## [TASK DESCRIPTION]
Return the data below exactly, minus the pictures.

Source data
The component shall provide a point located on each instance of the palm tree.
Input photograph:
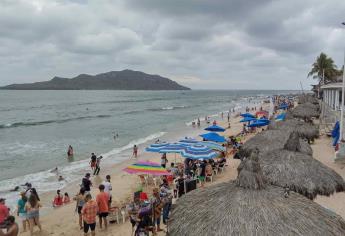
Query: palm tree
(323, 64)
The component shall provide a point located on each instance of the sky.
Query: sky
(202, 44)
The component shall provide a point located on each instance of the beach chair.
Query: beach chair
(210, 177)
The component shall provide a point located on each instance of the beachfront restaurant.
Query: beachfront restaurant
(331, 95)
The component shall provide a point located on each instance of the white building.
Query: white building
(331, 95)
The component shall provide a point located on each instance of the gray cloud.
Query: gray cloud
(200, 43)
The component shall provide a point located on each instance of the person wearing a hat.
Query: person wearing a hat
(21, 211)
(4, 212)
(12, 227)
(86, 183)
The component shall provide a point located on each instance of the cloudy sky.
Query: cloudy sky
(204, 44)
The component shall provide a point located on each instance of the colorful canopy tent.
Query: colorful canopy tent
(215, 128)
(213, 137)
(258, 123)
(188, 140)
(149, 168)
(156, 147)
(247, 119)
(280, 117)
(213, 145)
(199, 151)
(247, 115)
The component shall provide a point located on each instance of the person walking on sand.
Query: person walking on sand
(135, 151)
(12, 227)
(89, 213)
(80, 198)
(21, 212)
(108, 188)
(102, 200)
(32, 212)
(98, 165)
(70, 151)
(93, 161)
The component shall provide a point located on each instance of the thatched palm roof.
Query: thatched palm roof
(305, 130)
(301, 173)
(305, 111)
(307, 98)
(270, 140)
(249, 207)
(286, 161)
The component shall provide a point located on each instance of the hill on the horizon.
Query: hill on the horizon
(113, 80)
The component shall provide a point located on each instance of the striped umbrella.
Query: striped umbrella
(199, 151)
(156, 147)
(188, 140)
(174, 148)
(213, 145)
(149, 168)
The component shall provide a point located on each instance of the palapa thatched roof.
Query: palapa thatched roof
(307, 98)
(286, 161)
(304, 130)
(249, 207)
(306, 110)
(270, 140)
(301, 172)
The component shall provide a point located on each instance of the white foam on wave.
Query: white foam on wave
(46, 181)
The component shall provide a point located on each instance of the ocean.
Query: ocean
(36, 128)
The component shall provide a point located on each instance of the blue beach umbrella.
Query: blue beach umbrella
(213, 137)
(156, 147)
(174, 148)
(215, 128)
(247, 115)
(258, 124)
(283, 106)
(280, 117)
(199, 151)
(188, 140)
(213, 145)
(247, 119)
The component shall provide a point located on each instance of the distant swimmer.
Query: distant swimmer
(70, 151)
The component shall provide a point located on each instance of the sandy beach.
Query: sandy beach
(64, 220)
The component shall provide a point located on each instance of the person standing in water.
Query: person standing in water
(70, 151)
(135, 151)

## [EXPECTED ANSWER]
The component shall provide a point located on each instance of the palm tree.
Input photograph:
Query: palm tree
(323, 64)
The component shall provide a point located on each instance of the sky.
Query: sky
(202, 44)
The component shall provide a point located on each instance of the beach chair.
Query: beach chair
(210, 177)
The component shall provide a point located on each instance of the beachfront restaurant.
Query: beachfront restaurant
(331, 95)
The component shall provide a point located on each instance of the white building.
Query: white building
(331, 95)
The component shall provide a point located on each instance of the gray cloud.
Query: gray cloud
(200, 43)
The component shall provide a point located on each instance of the person wearing a hat.
Query: person wearing a hat
(21, 211)
(4, 212)
(12, 227)
(86, 183)
The component shall provide a point located on each instance of the cloudy sky.
Query: cloudy sky
(204, 44)
The component shall provide a point located on each instance of the colorful canopy tent.
Query: colorful canopy tent
(215, 128)
(213, 137)
(258, 123)
(188, 140)
(149, 168)
(156, 147)
(247, 119)
(280, 117)
(213, 145)
(199, 151)
(247, 115)
The component shall provide a point located on each instance of the person walking on sand.
Query: person walking on sand
(135, 151)
(12, 227)
(89, 213)
(80, 198)
(21, 212)
(108, 188)
(102, 200)
(32, 212)
(98, 165)
(70, 151)
(93, 161)
The component shall provide a point located on each instance of the thatched palm roof.
Query: thatched palm roof
(305, 130)
(301, 173)
(305, 111)
(307, 98)
(270, 140)
(249, 207)
(286, 161)
The component shall provide a point located on each instance of the hill on the horizon.
Query: hill on the horizon
(113, 80)
The component shall provide a point located on each instance of the striped umbrella.
Query: striped umbrella
(199, 151)
(156, 147)
(188, 140)
(174, 148)
(213, 145)
(149, 168)
The component shall provide a point located on each instance of the palapa thatched roof.
Query: palapa thatched roof
(307, 98)
(286, 161)
(304, 130)
(249, 207)
(306, 110)
(270, 140)
(301, 172)
The component shall provide a point located on each instance of the white foam on wave.
Query: white foam on wave
(46, 181)
The component shall provide a point located on each instance of the ocean.
Query: ocean
(36, 128)
The component shall provide a point located on each instance of the blue beach umbrella.
Query: blue beach umbrella
(213, 137)
(156, 147)
(174, 148)
(215, 128)
(247, 115)
(258, 124)
(283, 106)
(280, 117)
(199, 151)
(188, 140)
(213, 145)
(247, 119)
The component shall provide a point located on each instance of the distant swimmer.
Query: distant swimmer
(70, 151)
The component shall provide a point located on each instance of the sandy beach.
Query: sandy beach
(64, 220)
The component shall provide a point located on each instance of the person standing in water.
Query: person standing in water
(70, 151)
(135, 151)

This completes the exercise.